Produce a verbatim transcription of the records below, beginning at the line containing "Can you see the red painted" and ending at the final line; include only those lines.

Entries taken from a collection
╔══

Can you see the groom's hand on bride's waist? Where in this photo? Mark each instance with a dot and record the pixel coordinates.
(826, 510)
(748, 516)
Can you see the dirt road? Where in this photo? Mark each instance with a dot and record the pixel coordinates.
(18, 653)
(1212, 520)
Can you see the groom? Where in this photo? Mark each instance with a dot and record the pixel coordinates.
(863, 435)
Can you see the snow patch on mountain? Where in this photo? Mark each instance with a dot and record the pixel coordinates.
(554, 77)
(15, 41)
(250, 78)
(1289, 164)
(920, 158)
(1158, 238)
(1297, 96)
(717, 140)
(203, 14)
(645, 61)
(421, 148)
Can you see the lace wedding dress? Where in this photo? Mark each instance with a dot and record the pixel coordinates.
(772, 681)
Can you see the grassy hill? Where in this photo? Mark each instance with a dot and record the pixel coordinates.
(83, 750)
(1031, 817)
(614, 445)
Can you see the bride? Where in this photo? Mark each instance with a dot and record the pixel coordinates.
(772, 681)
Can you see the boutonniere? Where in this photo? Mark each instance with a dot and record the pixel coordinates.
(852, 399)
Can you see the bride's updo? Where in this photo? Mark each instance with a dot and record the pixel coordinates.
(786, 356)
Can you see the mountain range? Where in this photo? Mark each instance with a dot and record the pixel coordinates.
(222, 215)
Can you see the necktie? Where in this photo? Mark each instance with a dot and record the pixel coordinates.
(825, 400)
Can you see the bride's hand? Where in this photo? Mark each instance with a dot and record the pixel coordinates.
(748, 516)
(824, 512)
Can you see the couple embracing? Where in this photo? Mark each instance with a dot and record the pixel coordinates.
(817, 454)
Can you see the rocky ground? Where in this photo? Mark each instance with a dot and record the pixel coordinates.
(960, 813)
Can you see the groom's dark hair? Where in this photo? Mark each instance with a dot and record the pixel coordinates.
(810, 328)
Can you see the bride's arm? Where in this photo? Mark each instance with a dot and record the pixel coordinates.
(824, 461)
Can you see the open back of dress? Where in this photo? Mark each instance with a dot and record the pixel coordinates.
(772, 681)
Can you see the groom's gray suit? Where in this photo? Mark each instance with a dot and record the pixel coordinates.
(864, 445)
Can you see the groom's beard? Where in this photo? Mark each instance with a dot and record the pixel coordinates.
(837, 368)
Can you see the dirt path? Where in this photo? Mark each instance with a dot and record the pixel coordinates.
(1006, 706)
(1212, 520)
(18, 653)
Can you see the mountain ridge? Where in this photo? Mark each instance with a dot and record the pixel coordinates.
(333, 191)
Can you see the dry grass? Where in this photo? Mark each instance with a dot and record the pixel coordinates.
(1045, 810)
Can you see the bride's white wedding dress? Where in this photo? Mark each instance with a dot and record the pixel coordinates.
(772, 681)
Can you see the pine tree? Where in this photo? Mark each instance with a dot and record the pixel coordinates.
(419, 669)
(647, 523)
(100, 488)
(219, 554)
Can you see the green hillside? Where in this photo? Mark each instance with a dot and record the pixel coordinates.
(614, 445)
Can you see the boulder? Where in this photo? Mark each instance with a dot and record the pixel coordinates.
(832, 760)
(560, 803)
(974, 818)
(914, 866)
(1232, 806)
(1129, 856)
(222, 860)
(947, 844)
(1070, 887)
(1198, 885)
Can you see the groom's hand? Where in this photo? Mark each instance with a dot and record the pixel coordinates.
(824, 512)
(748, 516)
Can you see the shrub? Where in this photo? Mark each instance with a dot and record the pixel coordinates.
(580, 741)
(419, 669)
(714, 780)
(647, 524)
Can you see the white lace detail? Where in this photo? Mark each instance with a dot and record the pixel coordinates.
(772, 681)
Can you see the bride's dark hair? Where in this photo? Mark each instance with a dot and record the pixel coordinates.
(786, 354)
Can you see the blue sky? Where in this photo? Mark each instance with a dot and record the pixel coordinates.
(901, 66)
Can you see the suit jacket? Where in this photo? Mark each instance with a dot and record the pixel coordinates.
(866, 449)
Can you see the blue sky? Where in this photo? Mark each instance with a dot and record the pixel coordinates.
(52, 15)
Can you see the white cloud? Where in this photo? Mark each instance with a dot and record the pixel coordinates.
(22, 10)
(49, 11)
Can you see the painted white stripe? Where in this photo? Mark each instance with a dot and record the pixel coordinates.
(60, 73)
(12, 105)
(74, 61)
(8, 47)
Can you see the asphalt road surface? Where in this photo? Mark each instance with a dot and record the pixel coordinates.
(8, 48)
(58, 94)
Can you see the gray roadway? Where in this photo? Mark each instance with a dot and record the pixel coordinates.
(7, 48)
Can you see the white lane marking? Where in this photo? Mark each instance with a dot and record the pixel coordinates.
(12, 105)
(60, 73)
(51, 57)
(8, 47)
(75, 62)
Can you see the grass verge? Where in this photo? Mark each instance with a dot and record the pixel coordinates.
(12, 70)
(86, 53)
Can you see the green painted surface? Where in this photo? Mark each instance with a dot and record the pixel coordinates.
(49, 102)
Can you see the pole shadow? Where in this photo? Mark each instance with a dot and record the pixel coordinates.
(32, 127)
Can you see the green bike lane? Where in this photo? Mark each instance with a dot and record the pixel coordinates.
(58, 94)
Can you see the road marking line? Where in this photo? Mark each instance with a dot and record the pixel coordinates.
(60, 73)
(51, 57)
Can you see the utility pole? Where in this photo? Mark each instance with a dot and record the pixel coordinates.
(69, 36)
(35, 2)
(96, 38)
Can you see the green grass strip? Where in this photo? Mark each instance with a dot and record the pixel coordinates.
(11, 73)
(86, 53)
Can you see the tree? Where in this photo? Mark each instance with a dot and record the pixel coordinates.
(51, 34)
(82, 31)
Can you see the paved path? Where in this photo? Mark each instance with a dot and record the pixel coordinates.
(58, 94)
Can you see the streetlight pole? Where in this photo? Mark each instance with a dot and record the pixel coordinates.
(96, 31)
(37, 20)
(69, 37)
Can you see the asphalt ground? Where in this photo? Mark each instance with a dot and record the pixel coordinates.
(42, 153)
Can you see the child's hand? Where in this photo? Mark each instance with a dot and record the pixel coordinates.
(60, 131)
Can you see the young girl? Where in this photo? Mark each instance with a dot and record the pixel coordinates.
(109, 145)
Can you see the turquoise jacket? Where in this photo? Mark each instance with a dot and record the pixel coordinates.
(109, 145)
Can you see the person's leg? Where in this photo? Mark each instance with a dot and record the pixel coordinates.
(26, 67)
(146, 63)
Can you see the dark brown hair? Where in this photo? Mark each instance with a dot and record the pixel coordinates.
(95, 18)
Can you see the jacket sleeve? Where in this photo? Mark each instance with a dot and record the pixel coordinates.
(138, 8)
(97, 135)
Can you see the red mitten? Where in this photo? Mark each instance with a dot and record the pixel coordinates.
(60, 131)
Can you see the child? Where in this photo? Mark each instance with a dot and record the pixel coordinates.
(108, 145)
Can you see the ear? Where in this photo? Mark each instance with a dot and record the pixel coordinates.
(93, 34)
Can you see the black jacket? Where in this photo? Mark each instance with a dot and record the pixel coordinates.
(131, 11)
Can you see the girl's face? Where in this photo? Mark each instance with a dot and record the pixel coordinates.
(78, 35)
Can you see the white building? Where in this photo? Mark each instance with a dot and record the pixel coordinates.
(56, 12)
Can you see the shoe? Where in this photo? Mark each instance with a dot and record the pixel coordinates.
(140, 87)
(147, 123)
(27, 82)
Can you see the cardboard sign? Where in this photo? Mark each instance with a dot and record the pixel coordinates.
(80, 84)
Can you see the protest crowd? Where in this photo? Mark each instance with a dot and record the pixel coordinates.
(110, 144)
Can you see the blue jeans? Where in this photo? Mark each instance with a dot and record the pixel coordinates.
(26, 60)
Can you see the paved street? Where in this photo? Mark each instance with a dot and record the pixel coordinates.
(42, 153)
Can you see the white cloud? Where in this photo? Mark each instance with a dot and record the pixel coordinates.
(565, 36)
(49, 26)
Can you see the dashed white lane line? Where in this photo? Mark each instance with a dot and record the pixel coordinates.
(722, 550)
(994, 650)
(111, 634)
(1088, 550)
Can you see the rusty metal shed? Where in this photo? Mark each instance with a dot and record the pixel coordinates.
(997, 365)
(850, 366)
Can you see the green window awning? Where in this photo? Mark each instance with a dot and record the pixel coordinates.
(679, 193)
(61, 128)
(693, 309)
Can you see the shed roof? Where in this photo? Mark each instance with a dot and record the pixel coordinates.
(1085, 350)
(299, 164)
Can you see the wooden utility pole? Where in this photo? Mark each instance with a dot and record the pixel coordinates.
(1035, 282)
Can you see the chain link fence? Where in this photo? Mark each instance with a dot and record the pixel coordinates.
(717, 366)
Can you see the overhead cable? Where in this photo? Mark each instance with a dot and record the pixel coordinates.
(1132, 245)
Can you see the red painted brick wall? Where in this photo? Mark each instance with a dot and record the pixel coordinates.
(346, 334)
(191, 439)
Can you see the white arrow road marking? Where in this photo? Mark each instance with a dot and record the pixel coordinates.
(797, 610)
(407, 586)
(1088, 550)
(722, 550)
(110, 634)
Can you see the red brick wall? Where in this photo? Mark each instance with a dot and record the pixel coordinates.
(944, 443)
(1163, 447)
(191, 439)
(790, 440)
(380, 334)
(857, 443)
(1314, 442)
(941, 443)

╚══

## RESULT
Can you see the red painted brick wall? Where in this photo? Mark each instance with a dot and record the pixel coordinates.
(346, 334)
(191, 439)
Can you see the white arrow road marking? Where in this photo? Mark each instance with a dot and record the pixel coordinates.
(797, 610)
(407, 586)
(1088, 550)
(722, 550)
(110, 634)
Can you see the red brick wall? Where in this photo? Mark each instance with a dot and record the pixel coordinates.
(944, 443)
(1163, 447)
(191, 439)
(790, 440)
(380, 334)
(857, 443)
(1314, 442)
(941, 443)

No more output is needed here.